> _TASK TO CARRY OUT_:
Restate the records word for word, omitting nothing.

> _DATA SUPPLIED_:
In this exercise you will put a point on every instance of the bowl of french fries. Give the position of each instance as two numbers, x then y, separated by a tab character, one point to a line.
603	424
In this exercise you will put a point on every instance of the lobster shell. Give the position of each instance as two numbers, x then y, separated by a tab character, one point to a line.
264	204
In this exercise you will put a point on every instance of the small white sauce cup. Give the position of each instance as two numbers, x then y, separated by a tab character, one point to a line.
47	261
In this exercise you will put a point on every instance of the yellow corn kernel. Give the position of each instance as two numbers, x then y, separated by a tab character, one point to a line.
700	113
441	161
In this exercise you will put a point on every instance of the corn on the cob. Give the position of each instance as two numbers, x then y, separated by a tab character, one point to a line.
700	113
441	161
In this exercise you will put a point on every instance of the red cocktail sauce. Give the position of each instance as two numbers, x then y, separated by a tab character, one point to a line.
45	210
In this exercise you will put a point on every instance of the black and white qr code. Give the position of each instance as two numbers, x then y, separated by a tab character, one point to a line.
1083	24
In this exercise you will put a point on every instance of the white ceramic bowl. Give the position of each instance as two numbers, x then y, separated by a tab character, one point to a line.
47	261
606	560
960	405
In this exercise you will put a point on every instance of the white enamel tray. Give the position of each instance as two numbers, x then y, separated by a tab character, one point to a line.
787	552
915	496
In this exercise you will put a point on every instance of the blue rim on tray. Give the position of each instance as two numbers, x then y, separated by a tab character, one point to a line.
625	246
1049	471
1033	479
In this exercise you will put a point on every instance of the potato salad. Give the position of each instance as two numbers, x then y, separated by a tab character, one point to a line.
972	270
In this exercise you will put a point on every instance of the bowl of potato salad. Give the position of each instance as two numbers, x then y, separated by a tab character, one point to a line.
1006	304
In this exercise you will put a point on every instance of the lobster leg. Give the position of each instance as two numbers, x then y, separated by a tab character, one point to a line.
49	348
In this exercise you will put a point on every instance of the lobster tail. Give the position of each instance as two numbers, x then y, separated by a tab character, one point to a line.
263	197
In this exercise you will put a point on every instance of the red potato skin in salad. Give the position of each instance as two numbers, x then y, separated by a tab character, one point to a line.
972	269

> _RESPONSE FOR THIS EXERCISE_:
In this exercise you will put a point on every instance of the bowl of french fries. Give the position of each instance as two numbers, x then y, separated by a tab character, one point to a line.
603	424
In this exercise you will put a point on every instance of the lobster shell. Give the position of each instance as two numbers, x then y, separated by a tab character, one point to a line.
264	204
In this exercise you will put a point on every instance of the small white sauce cup. Give the position of each instance as two numbers, x then y, separated by a tab character, one point to a line.
47	261
In this exercise you will put a point on every instance of the yellow corn kernel. Give the position of each instance as two numbers, x then y, separated by a tab character, one point to a line.
700	113
441	161
In this exercise you will put a point on every instance of the corn on the cob. Give the position of each instance as two numbers, x then y, separated by a tab character, one point to a line.
700	113
441	161
In this exercise you will put a point on every instance of the red cocktail sauce. Give the position of each instance as two numbers, x then y, separated by a tab character, one point to a line.
45	210
In this exercise you will put a point on every instance of the black and white qr code. Give the position of each instance as two numbers, x then y, separated by a tab character, one point to a line.
1083	24
In this exercise you will put a point on every instance of the white ceramic bowl. Give the position of each instance as two numbers, x then y, separated by a tab character, one point to a line.
47	261
606	560
960	405
In this exercise you will put a point on every instance of the white enamel tray. Give the position of each instance as two numbers, x then y, separated by a tab character, one point to a line.
787	552
915	496
In this exercise you will put a point on every instance of the blue rim on tray. Give the position of each instance as two numbers, x then y, separated by a tab character, one point to a line.
625	246
1049	471
1033	479
In this exercise you will put a point on every instance of the potato salad. Give the position of each instance as two numbers, x then y, separated by a tab character, one point to a line.
972	270
In this exercise you will put a point on every instance of the bowl of potato salad. Give the position of each instance as two numbers, x then y, separated by a tab character, one point to a line.
1006	304
In this exercise you will put a point on every instance of the lobster leg. Give the position of each instance as two numbers, x then y, separated by a tab character, one point to a line.
49	348
In this exercise you will put a point on every instance of the lobster tail. Give the position of each instance as two numbers, x then y, separated by a tab character, one point to a line.
263	197
In this exercise you will put a point on every instance of the red potato skin in salad. Give the position of each instance as two numbers, x then y, separated by a tab character, one point to a line.
972	269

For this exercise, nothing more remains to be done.